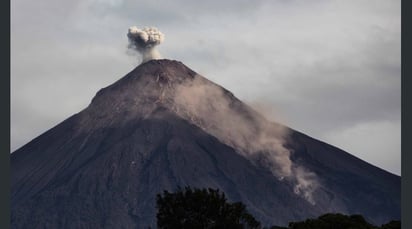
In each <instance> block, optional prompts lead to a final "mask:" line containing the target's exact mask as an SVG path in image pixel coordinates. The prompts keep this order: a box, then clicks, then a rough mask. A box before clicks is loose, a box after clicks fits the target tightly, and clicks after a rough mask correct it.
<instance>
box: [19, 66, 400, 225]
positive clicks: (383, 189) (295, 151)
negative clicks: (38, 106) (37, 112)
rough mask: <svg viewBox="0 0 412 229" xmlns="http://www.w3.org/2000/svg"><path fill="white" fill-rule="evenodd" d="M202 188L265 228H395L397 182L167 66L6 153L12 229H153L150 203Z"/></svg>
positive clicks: (148, 67)
mask: <svg viewBox="0 0 412 229" xmlns="http://www.w3.org/2000/svg"><path fill="white" fill-rule="evenodd" d="M178 186H180V187H185V186H191V187H198V188H203V187H211V188H218V189H219V190H221V191H223V192H224V193H225V194H226V196H227V197H228V199H229V200H230V201H241V202H243V203H244V204H245V205H246V206H247V209H248V211H249V212H250V213H251V214H252V215H254V216H255V217H256V219H258V220H259V221H261V222H262V224H263V225H286V224H287V223H288V222H290V221H298V220H304V219H306V218H309V217H318V216H319V215H321V214H324V213H330V212H339V213H344V214H361V215H363V216H364V217H365V218H366V219H367V220H368V221H369V222H371V223H375V224H381V223H386V222H388V221H389V220H393V219H400V177H399V176H396V175H393V174H391V173H388V172H386V171H384V170H382V169H380V168H377V167H375V166H373V165H371V164H368V163H367V162H365V161H362V160H360V159H358V158H356V157H354V156H352V155H351V154H349V153H347V152H344V151H342V150H340V149H338V148H336V147H334V146H331V145H328V144H327V143H324V142H321V141H318V140H316V139H314V138H311V137H309V136H307V135H305V134H303V133H300V132H298V131H296V130H293V129H290V128H288V127H286V126H283V125H281V124H279V123H275V122H270V121H268V120H266V119H265V118H264V117H263V116H261V115H260V114H259V113H258V112H256V111H254V110H253V109H252V108H251V107H249V106H248V105H246V104H244V103H243V102H242V101H240V100H239V99H237V98H236V97H235V96H234V95H233V94H232V93H231V92H229V91H227V90H226V89H224V88H222V87H220V86H219V85H217V84H215V83H213V82H211V81H209V80H207V79H206V78H204V77H202V76H201V75H199V74H197V73H196V72H194V71H193V70H191V69H189V68H188V67H186V66H185V65H184V64H182V63H181V62H178V61H173V60H151V61H148V62H146V63H143V64H141V65H139V66H138V67H136V68H135V69H134V70H133V71H131V72H130V73H128V74H127V75H126V76H124V77H123V78H121V79H120V80H118V81H117V82H115V83H114V84H112V85H110V86H108V87H106V88H103V89H101V90H100V91H98V92H97V94H96V96H95V97H94V98H93V99H92V102H91V103H90V105H89V106H88V107H87V108H85V109H84V110H82V111H80V112H79V113H77V114H75V115H73V116H71V117H69V118H68V119H66V120H64V121H63V122H61V123H60V124H58V125H57V126H55V127H53V128H52V129H50V130H48V131H46V132H45V133H43V134H42V135H40V136H39V137H37V138H35V139H33V140H32V141H31V142H29V143H27V144H26V145H24V146H23V147H21V148H20V149H18V150H16V151H15V152H13V153H12V154H11V203H12V205H11V224H12V228H147V227H156V208H155V200H156V194H158V193H161V192H162V191H163V190H169V191H174V190H176V189H177V187H178Z"/></svg>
──────────────────────────────
TASK INSTRUCTIONS » Scan the entries above for the word "instance" and collect each line holding it.

RESPONSE FOR THIS EXERCISE »
In each <instance> block, optional prompts lead to a final "mask:" line containing the target's exact mask as an SVG path in image pixel coordinates. The prompts keep this order: a box, then clicks, then a rough mask. A box before clicks is loose, a box after clicks fits the target tightly, and clicks after a rough mask correct it.
<instance>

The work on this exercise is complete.